* [Passage provided]
________________

One answer I think you're likely to get is that what it is for a piece of music to be sad is for it's to make people sad, to be such as to make people cry or otherwise feel something related to sadness. And variations on this view are what are known as arousal, theories of expression. And these are often just mentioned just to be knocked down again. So the kind of crudest version of it, the emotion expressed by a piece of music is just the emotion that it arouses in its listeners.

And sort of textbook objection to this is, well, you can get something that expresses grief but doesn't cause us to feel grief. It might cause us to feel tender hearted or sympathetic in response to it rather than actually feeling grief. A recent defence of the arousal theory tries to get around these problems that's offered by Derek Travers, and I've given the reference to his book on the back of the hand out there. And I'll just describe his theory in brief before moving on to the next part.

So according to the Travaris, a more plausible version of the arousal theory is to say not that the emotion expressed is the emotion that it arouses, but rather that we ought to distinguish, as is standard in the philosophy of emotion between emotions and feelings. So feelings are just one component of emotions. Another component is a representational component, such as a thought or belief. So fear, for example, is an emotion involving a representation of danger.

________________

* [What you need to do] Write out the entire passage on arousal theories of musical expression word for word. The lines after this come from a separate source.

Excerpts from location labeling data
________________

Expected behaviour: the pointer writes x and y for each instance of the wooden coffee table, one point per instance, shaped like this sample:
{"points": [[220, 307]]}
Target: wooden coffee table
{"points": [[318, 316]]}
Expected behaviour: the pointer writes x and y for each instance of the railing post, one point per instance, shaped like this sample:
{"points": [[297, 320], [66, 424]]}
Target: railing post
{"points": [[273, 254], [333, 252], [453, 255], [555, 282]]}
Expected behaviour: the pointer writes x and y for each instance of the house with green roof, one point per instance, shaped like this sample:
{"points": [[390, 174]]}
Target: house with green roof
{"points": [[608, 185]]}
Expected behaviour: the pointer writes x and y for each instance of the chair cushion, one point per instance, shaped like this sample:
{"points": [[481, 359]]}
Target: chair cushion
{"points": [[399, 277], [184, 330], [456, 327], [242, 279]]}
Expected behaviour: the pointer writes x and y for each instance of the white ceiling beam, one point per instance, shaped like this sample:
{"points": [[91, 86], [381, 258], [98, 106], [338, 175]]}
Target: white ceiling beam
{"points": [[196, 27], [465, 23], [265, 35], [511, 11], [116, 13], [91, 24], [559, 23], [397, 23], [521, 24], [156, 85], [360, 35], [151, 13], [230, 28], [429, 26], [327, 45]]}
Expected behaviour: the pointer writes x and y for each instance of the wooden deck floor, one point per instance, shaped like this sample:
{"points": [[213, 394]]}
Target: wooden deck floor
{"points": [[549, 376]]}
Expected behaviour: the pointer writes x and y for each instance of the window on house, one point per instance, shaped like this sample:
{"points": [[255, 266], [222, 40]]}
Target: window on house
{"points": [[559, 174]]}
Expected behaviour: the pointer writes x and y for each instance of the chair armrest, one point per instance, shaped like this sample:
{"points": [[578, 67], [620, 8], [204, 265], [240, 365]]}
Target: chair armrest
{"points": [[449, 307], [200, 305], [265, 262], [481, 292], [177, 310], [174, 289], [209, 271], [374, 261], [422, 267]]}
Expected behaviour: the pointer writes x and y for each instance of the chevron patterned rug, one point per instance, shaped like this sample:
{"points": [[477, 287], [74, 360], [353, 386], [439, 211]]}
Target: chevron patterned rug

________________

* [Task response]
One answer I think you're likely to get is that what it is for a piece of music to be sad is for it's to make people sad, to be such as to make people cry or otherwise feel something related to sadness. And variations on this view are what are known as arousal, theories of expression. And these are often just mentioned just to be knocked down again. So the kind of crudest version of it, the emotion expressed by a piece of music is just the emotion that it arouses in its listeners.

And sort of textbook objection to this is, well, you can get something that expresses grief but doesn't cause us to feel grief. It might cause us to feel tender hearted or sympathetic in response to it rather than actually feeling grief. A recent defence of the arousal theory tries to get around these problems that's offered by Derek Travers, and I've given the reference to his book on the back of the hand out there. And I'll just describe his theory in brief before moving on to the next part.

So according to the Travaris, a more plausible version of the arousal theory is to say not that the emotion expressed is the emotion that it arouses, but rather that we ought to distinguish, as is standard in the philosophy of emotion between emotions and feelings. So feelings are just one component of emotions. Another component is a representational component, such as a thought or belief. So fear, for example, is an emotion involving a representation of danger.